Records from a data collection
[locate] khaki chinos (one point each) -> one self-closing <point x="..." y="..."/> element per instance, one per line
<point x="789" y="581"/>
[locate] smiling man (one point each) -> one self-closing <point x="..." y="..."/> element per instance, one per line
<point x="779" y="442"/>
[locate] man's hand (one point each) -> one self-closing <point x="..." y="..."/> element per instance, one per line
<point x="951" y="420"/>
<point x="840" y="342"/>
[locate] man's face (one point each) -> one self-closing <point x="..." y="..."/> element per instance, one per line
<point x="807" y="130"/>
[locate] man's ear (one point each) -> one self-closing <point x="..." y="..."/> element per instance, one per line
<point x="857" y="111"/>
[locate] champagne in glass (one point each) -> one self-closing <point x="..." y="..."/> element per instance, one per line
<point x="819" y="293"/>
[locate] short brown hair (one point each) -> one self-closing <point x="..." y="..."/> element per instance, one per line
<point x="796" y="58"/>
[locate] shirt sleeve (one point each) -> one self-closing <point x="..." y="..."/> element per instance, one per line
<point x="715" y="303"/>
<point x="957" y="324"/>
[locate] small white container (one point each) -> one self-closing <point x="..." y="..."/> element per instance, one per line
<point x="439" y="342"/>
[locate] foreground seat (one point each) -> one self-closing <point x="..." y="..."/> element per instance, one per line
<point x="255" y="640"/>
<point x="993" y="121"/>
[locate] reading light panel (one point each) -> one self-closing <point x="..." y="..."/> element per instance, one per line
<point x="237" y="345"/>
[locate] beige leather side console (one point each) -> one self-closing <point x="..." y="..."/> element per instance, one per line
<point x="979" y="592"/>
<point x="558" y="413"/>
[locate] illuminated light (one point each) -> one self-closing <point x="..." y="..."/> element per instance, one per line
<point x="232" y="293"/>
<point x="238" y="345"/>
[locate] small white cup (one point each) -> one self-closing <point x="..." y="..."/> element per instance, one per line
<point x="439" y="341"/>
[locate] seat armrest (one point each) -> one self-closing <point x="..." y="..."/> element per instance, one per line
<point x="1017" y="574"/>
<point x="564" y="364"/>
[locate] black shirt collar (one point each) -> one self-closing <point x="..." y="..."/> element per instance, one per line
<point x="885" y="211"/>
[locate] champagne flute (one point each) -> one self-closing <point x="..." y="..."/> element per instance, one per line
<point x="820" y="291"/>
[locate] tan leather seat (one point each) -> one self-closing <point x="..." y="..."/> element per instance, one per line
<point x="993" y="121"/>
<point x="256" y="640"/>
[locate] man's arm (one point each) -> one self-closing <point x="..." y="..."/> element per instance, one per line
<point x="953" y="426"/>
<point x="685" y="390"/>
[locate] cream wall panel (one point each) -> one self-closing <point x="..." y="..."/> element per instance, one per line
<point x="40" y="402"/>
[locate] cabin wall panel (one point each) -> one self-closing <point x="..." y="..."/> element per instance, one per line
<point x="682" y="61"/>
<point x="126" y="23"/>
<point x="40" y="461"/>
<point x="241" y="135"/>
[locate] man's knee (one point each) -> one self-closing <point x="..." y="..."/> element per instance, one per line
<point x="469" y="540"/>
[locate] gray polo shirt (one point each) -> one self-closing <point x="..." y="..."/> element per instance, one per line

Your goal ->
Please repeat the entries above exactly as they read.

Reply ->
[locate] khaki chinos (one point each) -> one self-closing <point x="..." y="..."/> element per instance, one per line
<point x="789" y="581"/>
[locate] smiling man (one point each) -> one self-closing <point x="..." y="..."/> element per instance, one per line
<point x="779" y="442"/>
[locate] man's hand (one point each) -> one self-closing <point x="..." y="..."/> element per instance, one per line
<point x="951" y="420"/>
<point x="840" y="342"/>
[locate] man's face (one point each) -> one self-closing <point x="..." y="..."/> element per instance, one per line
<point x="807" y="130"/>
[locate] man's ear (one point each) -> one self-closing <point x="..." y="..."/> element per instance, one per line
<point x="857" y="111"/>
[locate] champagne in glass (one point each) -> one self-closing <point x="..." y="..."/> element per instance, one per line
<point x="819" y="293"/>
[locate] short brown hair (one point each) -> one self-closing <point x="..." y="..."/> element per instance, one per line
<point x="796" y="58"/>
[locate] shirt sleeve (one point each) -> one self-closing <point x="..." y="..."/> element per instance, one per line
<point x="715" y="303"/>
<point x="957" y="324"/>
[locate] small white container (one point each) -> one self-closing <point x="..." y="..."/> element per instance, one per line
<point x="439" y="342"/>
[locate] foreground seat (one point each) -> one self-closing <point x="..." y="..."/> element per instance, one per line
<point x="255" y="640"/>
<point x="993" y="121"/>
[locate] reading light panel (one point each) -> one self-closing <point x="..." y="..."/> element per instance, one per line
<point x="237" y="345"/>
[locate] beige leather side console (one point each) -> one self-closing <point x="..." y="..."/> element per instance, one per line
<point x="979" y="592"/>
<point x="558" y="413"/>
[locate] illuminated light (one point each) -> one self-closing <point x="..." y="..."/> element per instance, one per line
<point x="232" y="293"/>
<point x="238" y="345"/>
[locate] small white cup (one point each) -> one self-closing <point x="..." y="..."/> element per instance, one per line
<point x="439" y="341"/>
[locate] seat armrest (one point each) -> one self-closing <point x="..." y="..."/> element per instance, one per line
<point x="1017" y="574"/>
<point x="564" y="364"/>
[locate] black shirt collar (one point each) -> one self-closing <point x="..." y="..."/> element per instance, one per line
<point x="885" y="211"/>
[locate] champagne flute (one point each) -> one self-closing <point x="..." y="..."/> element per instance, one per line
<point x="820" y="291"/>
[locate] tan leather seat (one point each) -> one self-closing <point x="..." y="..."/> element per instance, one per line
<point x="993" y="121"/>
<point x="256" y="640"/>
[locate] man's arm (one point each) -> one self-closing <point x="..." y="..."/> element per instance, one per line
<point x="953" y="426"/>
<point x="685" y="390"/>
[locate] cream wall panel (one point each) -> one self-closing <point x="..." y="..."/> element per instance, one per line
<point x="40" y="402"/>
[locate] cabin wall panel (one point each) -> one self-closing <point x="..." y="..."/> element per instance, one per line
<point x="682" y="61"/>
<point x="126" y="23"/>
<point x="40" y="461"/>
<point x="241" y="135"/>
[locate] man's knee (one point each) -> one self-closing <point x="..." y="..."/> element per instance, one per line
<point x="469" y="540"/>
[locate] gray polo shirt (one point each) -> one self-closing <point x="..." y="..."/> element per instance, one per line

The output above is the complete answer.